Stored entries
(begin)
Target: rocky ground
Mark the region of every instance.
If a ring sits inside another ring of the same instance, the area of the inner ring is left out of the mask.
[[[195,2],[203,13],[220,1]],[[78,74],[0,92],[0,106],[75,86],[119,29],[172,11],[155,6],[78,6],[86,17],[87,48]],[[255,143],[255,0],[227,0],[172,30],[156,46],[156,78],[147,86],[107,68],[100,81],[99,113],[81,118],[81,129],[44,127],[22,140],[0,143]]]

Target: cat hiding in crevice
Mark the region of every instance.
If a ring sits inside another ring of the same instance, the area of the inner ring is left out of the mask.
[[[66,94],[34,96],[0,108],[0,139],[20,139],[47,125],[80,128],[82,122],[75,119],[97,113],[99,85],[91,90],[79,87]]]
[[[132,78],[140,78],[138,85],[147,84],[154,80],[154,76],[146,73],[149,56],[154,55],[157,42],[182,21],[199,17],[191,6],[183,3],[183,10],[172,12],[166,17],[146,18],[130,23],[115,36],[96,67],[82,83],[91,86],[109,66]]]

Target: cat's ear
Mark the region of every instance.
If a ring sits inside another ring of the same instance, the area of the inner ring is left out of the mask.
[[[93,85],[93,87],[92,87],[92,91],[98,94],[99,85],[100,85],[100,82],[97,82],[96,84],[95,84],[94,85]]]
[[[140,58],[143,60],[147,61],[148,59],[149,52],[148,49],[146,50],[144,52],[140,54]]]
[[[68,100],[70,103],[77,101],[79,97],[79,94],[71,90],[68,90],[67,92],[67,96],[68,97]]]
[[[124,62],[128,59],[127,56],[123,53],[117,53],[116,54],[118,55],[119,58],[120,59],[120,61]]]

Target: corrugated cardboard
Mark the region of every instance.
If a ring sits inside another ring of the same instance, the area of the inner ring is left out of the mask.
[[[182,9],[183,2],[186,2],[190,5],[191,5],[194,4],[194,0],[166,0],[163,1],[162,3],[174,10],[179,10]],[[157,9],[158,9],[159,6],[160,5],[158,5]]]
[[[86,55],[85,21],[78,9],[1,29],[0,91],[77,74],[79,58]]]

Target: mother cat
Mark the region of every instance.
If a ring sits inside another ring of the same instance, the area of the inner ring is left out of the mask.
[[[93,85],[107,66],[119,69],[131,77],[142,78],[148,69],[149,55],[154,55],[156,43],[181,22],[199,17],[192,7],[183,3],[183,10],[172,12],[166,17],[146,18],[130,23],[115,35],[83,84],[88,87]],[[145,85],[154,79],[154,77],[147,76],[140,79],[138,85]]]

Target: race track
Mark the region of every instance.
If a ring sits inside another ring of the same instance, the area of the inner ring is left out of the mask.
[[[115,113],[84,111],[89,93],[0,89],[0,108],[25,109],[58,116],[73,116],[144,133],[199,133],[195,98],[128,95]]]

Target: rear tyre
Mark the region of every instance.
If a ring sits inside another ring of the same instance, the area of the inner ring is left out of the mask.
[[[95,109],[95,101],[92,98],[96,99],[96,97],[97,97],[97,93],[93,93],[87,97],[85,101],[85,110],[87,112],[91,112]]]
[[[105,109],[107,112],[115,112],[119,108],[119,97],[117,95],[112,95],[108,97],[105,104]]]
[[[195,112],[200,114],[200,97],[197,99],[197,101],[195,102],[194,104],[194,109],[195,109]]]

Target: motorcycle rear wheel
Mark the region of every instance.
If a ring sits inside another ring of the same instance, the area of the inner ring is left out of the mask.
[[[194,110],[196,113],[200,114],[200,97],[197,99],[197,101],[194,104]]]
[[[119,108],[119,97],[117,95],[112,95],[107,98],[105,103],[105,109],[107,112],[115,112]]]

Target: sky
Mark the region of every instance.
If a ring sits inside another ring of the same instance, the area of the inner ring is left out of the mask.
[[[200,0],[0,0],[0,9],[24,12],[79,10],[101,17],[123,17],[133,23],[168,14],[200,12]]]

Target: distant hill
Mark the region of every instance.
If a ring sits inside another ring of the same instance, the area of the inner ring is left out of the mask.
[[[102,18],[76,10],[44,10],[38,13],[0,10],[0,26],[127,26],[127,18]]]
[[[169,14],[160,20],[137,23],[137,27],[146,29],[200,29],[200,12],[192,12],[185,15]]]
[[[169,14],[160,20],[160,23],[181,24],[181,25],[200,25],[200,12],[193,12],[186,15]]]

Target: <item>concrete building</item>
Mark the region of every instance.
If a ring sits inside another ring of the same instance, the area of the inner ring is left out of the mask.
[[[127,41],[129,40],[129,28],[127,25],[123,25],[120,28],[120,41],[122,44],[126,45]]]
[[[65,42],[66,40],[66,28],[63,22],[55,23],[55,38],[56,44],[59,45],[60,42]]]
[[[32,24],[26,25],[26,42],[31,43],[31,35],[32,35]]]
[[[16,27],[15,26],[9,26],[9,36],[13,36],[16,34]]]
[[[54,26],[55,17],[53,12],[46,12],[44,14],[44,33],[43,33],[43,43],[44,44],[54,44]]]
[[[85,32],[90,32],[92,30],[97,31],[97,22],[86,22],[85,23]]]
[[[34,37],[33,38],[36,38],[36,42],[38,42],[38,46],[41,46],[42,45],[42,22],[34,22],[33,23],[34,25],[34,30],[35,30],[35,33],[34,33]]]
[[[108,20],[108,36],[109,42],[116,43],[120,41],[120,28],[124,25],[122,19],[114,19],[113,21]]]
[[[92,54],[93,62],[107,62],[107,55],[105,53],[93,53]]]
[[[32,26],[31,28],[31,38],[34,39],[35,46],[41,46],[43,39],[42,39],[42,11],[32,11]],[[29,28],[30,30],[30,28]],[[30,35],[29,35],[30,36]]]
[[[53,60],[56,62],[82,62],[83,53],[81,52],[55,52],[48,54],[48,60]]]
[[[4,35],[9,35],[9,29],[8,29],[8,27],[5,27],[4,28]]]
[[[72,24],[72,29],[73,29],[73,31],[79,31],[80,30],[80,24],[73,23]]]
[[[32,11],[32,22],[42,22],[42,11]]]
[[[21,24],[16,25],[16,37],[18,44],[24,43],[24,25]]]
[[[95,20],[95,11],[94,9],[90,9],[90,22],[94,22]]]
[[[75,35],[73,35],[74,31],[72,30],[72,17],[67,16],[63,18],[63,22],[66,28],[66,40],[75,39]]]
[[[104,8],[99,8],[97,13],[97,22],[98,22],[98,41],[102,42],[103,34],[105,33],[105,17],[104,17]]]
(end)
## REQUIREMENT
Please change "every instance" to "each instance" everywhere it occurs in the rows above, and reproduce all of them with everything else left as it is.

## EXERCISE RESPONSE
Target: rocky ground
Mark the region of each instance.
If a ring sits inside another ring of the same instance, the area of the inner ring is left out of the mask.
[[[195,2],[203,13],[220,1]],[[78,74],[0,92],[0,106],[75,86],[119,29],[172,11],[155,6],[78,6],[86,17],[87,48]],[[255,143],[255,0],[227,0],[172,30],[156,46],[156,78],[147,86],[107,68],[100,81],[99,113],[81,118],[81,129],[44,127],[22,140],[0,143]]]

Target: cat hiding in crevice
Mark the region of each instance.
If a ring sits inside another ring of the same instance, the area of the inner ring is left out of the mask.
[[[66,94],[34,96],[0,108],[0,139],[20,139],[47,125],[80,128],[82,122],[75,119],[97,113],[99,85],[91,90],[79,87]]]
[[[132,78],[140,78],[138,85],[147,84],[154,80],[154,76],[146,73],[149,56],[154,55],[157,42],[182,21],[199,17],[191,6],[183,3],[183,10],[172,12],[166,17],[146,18],[130,23],[115,36],[96,67],[82,83],[91,86],[109,66]]]

Target: cat's ear
Mark the region of each instance.
If a ring sits inside another ring of the same instance, the area of the inner ring is left out of the mask.
[[[93,85],[93,87],[92,87],[92,91],[98,94],[99,85],[100,85],[100,82],[97,82],[96,84],[95,84],[94,85]]]
[[[140,58],[143,60],[147,61],[148,59],[149,52],[148,49],[146,50],[144,52],[140,54]]]
[[[68,100],[70,103],[77,101],[79,97],[79,94],[71,90],[68,90],[67,92],[67,96],[68,97]]]
[[[124,62],[128,59],[127,56],[123,53],[117,53],[116,54],[118,55],[119,58],[120,59],[120,61]]]

Target: corrugated cardboard
Mark the region of each instance.
If a ring sits inside another ring of the same instance, the area of the inner ring is left out of the mask.
[[[182,9],[183,2],[186,2],[190,5],[191,5],[194,4],[194,0],[166,0],[163,1],[162,3],[174,10],[179,10]],[[157,9],[158,9],[159,6],[160,5],[158,5]]]
[[[86,55],[85,21],[78,9],[1,29],[0,91],[77,74],[79,58]]]

Target: mother cat
Mark the region of each instance.
If a ring sits inside another ring of the same instance, the area of the inner ring is left out of the mask.
[[[93,85],[107,66],[119,69],[131,77],[142,78],[148,69],[149,55],[154,55],[156,43],[181,22],[199,17],[192,7],[183,3],[183,10],[172,12],[166,17],[146,18],[130,23],[115,35],[83,84],[88,87]],[[145,85],[154,79],[154,77],[147,76],[140,79],[138,85]]]

Target: race track
Mark the region of each instance.
If a ring sits inside another ring of the same instance, the area of the inner ring is left out of the mask.
[[[115,113],[84,111],[89,93],[0,89],[0,108],[25,109],[58,116],[73,116],[144,133],[199,133],[195,98],[128,95]]]

Target: rear tyre
Mark the region of each instance.
If a ring sits inside another ring of the same instance, the area of the inner ring is left out of the mask.
[[[95,109],[95,101],[92,98],[96,99],[96,97],[97,97],[97,93],[93,93],[87,97],[85,101],[85,110],[87,112],[91,112]]]
[[[105,109],[107,112],[115,112],[119,108],[119,97],[117,95],[112,95],[108,97],[105,104]]]
[[[195,112],[200,114],[200,97],[197,99],[197,101],[195,102],[194,104],[194,109],[195,109]]]

Target: motorcycle rear wheel
Mark the region of each instance.
If a ring sits inside another ring of the same instance, the area of the inner ring is left out of the mask.
[[[194,110],[196,113],[200,114],[200,97],[197,99],[197,101],[194,104]]]
[[[119,108],[119,97],[117,95],[112,95],[107,98],[105,103],[105,109],[107,112],[115,112]]]

Target: sky
Mark the region of each instance.
If a ring sits inside another ring of the same instance, the area of the inner ring is left out of the mask.
[[[200,0],[0,0],[0,9],[24,12],[79,10],[101,17],[123,17],[133,23],[168,14],[200,12]]]

Target: distant hill
Mark the region of each instance.
If a ring sits inside another ring of the same instance, the area of the inner ring is left out of the mask.
[[[102,18],[76,10],[44,10],[38,13],[0,10],[0,26],[127,26],[127,18]]]
[[[169,14],[160,20],[137,23],[137,27],[146,29],[200,29],[200,12],[192,12],[185,15]]]
[[[169,14],[160,20],[160,23],[181,24],[181,25],[200,25],[200,12],[193,12],[186,15]]]

Target: <item>concrete building</item>
Mark the region of each instance.
If a ring sits inside another ring of the same instance, the area of the inner ring is left out of the mask.
[[[127,41],[129,40],[129,28],[127,25],[123,25],[120,28],[120,41],[122,44],[126,45]]]
[[[65,42],[66,40],[66,28],[63,22],[55,23],[55,38],[56,44],[59,45],[60,42]]]
[[[32,24],[26,25],[26,42],[31,43],[31,35],[32,35]]]
[[[16,27],[15,26],[9,26],[9,36],[13,36],[16,34]]]
[[[54,26],[55,17],[53,12],[46,12],[44,14],[44,33],[43,33],[43,43],[44,44],[54,44]]]
[[[85,32],[90,32],[92,30],[97,31],[97,22],[86,22],[85,23]]]
[[[34,37],[33,38],[36,38],[36,42],[38,42],[38,46],[41,46],[42,45],[42,22],[34,22],[33,23],[34,25],[34,30],[35,30],[35,33],[34,33]]]
[[[108,20],[108,36],[109,42],[116,43],[120,41],[120,28],[124,25],[122,19],[114,19],[113,21]]]
[[[92,54],[93,62],[107,62],[107,55],[105,53],[93,53]]]
[[[32,26],[31,28],[31,38],[34,39],[35,46],[41,46],[43,39],[42,39],[42,11],[32,11]],[[29,28],[30,30],[30,28]],[[30,35],[29,35],[30,36]]]
[[[53,60],[56,62],[82,62],[83,53],[81,52],[55,52],[48,54],[48,60]]]
[[[4,35],[9,35],[9,29],[8,29],[8,27],[5,27],[4,28]]]
[[[72,24],[72,29],[73,29],[73,31],[79,31],[80,30],[80,24],[73,23]]]
[[[32,11],[32,22],[42,22],[42,11]]]
[[[21,24],[16,25],[16,37],[18,44],[24,43],[24,25]]]
[[[95,20],[95,11],[94,9],[90,9],[90,22],[94,22]]]
[[[75,35],[73,35],[74,31],[72,30],[72,17],[67,16],[63,18],[63,22],[66,28],[66,40],[75,39]]]
[[[104,8],[99,8],[97,13],[97,22],[98,22],[98,41],[102,42],[103,34],[105,33],[105,17],[104,17]]]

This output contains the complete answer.